WRITTEN PROBLEM: Starting at the beginning of the listing and ending with the line that contains "[191,400,228,408]", copy those lines out again with "satin" replaced by "silk" and nothing else changed. Omit the pictures.

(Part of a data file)
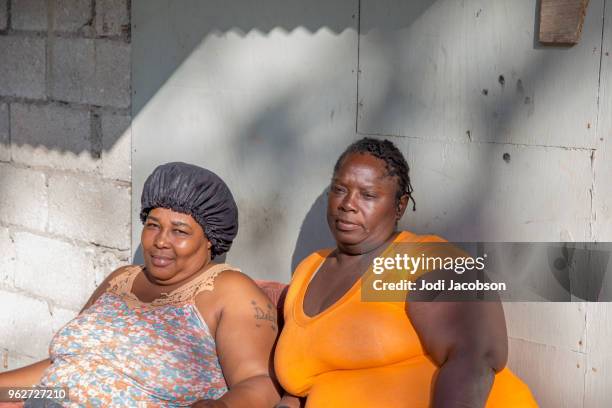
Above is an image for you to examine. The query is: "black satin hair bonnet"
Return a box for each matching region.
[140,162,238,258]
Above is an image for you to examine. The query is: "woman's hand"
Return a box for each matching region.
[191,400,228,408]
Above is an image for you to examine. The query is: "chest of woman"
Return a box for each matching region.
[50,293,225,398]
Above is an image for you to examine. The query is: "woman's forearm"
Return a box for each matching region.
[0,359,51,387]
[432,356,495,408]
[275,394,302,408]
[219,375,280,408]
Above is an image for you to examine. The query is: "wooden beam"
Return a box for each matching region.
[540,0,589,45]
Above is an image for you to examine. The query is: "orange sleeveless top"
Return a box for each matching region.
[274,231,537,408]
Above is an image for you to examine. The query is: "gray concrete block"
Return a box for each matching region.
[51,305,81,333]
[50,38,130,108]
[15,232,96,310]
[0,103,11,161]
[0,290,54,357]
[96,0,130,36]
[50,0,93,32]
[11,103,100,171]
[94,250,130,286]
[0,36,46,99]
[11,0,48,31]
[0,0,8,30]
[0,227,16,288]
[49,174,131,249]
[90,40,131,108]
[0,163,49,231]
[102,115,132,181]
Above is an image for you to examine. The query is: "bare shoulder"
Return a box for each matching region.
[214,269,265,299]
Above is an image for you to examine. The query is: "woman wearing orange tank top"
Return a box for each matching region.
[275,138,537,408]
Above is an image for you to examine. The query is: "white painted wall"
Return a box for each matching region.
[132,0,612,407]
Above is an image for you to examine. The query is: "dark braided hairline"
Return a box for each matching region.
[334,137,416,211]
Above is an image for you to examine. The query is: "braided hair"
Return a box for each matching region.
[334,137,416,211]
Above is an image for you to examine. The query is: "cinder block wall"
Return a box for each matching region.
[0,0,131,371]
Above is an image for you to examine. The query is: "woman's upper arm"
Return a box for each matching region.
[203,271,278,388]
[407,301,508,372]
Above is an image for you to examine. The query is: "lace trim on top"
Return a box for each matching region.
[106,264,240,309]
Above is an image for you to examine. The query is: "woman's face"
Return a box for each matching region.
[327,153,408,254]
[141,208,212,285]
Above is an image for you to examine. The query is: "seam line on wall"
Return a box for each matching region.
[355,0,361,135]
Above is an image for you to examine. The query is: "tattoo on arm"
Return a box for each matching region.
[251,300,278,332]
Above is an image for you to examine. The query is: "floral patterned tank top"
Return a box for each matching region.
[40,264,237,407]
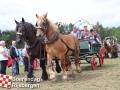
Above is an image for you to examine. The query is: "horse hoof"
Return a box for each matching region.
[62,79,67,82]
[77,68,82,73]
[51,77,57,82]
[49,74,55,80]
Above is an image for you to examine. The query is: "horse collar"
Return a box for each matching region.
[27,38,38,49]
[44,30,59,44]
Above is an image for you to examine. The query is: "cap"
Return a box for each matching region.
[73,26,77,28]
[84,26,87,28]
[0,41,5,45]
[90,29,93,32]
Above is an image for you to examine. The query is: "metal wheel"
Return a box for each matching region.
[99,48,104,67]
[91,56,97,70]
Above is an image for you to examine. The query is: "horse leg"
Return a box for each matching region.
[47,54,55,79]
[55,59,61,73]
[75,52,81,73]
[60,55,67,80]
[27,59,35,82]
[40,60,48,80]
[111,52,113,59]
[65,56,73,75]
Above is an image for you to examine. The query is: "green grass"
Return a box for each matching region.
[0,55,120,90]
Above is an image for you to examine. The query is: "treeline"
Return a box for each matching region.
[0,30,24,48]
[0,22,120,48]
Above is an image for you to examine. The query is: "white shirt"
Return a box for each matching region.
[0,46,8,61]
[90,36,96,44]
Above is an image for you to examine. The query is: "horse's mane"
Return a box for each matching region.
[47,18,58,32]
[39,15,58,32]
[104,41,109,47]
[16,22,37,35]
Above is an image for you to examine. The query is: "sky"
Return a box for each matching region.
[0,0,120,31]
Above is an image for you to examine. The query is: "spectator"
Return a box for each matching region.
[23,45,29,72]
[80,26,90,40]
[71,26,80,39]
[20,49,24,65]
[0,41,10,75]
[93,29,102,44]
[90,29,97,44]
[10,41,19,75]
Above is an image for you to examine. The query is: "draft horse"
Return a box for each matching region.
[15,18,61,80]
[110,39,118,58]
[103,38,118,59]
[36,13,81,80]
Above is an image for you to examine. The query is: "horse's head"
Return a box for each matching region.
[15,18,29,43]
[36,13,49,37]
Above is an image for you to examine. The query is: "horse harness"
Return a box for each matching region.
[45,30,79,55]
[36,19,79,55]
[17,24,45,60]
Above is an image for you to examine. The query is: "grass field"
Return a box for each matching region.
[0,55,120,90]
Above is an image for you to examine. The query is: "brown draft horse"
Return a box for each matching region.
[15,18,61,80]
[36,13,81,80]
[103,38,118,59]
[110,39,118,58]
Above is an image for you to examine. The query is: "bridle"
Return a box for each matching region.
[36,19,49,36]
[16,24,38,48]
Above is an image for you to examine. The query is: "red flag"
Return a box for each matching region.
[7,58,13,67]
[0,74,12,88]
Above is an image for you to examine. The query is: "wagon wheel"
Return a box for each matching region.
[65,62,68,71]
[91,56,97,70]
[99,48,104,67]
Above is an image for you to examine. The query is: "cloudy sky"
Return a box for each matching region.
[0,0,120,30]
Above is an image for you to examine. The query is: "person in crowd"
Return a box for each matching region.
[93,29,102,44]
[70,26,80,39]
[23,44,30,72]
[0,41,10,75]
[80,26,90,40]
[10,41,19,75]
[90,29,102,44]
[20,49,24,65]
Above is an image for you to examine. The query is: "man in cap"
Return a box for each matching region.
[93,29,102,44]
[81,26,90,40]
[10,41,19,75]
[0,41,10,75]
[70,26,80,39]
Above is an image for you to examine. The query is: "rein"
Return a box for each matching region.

ANSWER TO THIS TASK:
Above is an image for you to examine. The query is: "black silk hair bonnet"
Return a box for each matching region.
[140,162,238,258]
Above is an image for you to examine. The query is: "woman's hand"
Return a box for each matching region.
[191,400,228,408]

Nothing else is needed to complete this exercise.